• **BRIEF**:
Locate each line in the listing below that contains the string "several", and copy those lines out.

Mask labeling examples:
══════════════════════════════
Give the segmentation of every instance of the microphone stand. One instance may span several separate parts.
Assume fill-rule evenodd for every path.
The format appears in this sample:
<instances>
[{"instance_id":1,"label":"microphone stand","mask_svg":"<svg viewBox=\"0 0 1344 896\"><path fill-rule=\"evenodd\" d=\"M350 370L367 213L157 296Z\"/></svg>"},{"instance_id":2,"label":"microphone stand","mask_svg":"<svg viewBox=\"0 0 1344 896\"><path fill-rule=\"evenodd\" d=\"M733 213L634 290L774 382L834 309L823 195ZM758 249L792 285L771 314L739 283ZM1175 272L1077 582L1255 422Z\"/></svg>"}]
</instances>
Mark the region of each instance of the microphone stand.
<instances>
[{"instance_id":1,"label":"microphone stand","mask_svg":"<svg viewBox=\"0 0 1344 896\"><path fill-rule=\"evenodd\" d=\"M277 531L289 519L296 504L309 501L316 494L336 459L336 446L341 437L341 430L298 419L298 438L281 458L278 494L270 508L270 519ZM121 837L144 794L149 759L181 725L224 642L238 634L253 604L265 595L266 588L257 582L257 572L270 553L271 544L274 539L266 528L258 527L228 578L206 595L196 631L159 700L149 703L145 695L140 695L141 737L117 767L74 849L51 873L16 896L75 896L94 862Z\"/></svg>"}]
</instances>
══════════════════════════════
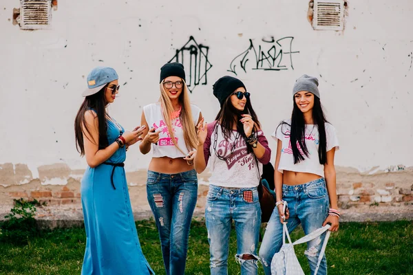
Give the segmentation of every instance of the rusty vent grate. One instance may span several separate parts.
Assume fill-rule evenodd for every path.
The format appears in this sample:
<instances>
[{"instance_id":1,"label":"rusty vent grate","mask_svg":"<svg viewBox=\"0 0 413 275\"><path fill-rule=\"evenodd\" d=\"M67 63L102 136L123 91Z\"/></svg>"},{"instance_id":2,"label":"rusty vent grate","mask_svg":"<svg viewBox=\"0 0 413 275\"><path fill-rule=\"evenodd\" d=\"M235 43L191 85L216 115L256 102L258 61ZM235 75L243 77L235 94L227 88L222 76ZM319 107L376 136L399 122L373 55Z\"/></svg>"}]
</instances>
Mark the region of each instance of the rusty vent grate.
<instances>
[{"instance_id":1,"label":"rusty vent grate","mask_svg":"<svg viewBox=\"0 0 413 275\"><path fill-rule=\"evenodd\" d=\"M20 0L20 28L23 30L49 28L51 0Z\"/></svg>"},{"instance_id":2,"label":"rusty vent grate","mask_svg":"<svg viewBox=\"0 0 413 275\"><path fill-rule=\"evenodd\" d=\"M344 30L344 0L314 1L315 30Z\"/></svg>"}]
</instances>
══════════════════════════════
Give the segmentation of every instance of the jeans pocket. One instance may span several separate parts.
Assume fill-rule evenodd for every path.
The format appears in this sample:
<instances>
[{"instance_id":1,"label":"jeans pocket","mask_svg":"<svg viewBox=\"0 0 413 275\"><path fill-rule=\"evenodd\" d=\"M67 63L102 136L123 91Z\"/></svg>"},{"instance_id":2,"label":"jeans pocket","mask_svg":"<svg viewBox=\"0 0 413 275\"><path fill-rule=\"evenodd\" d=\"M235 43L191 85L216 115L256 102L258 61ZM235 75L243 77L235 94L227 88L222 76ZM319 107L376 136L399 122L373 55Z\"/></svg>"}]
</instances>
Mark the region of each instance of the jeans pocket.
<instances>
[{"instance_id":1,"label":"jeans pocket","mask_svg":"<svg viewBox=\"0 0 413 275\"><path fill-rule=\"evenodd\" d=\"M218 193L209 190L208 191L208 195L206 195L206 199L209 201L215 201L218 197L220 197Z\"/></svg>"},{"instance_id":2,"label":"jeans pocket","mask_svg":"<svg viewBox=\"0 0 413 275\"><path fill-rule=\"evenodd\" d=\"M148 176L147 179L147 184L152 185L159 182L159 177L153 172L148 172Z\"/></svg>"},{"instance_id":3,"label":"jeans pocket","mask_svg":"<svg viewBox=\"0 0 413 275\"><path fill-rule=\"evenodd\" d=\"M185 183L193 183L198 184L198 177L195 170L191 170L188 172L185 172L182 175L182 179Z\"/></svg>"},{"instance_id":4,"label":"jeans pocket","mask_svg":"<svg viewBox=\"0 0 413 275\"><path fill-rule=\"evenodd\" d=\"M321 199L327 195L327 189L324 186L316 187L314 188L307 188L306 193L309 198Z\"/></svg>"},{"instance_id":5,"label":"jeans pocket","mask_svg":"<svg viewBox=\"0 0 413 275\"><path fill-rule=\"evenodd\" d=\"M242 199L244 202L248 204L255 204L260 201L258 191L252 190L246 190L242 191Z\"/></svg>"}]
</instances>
══════════════════════════════
• **SOLUTION FOR THIS PROBLEM**:
Give the segmentation of every instance of the microphone stand. One instance may span several separate parts.
Give the segmentation of every instance of the rusty vent grate. One instance may span several separate parts.
Give the segmentation of every instance of the jeans pocket. One instance may span several separate parts.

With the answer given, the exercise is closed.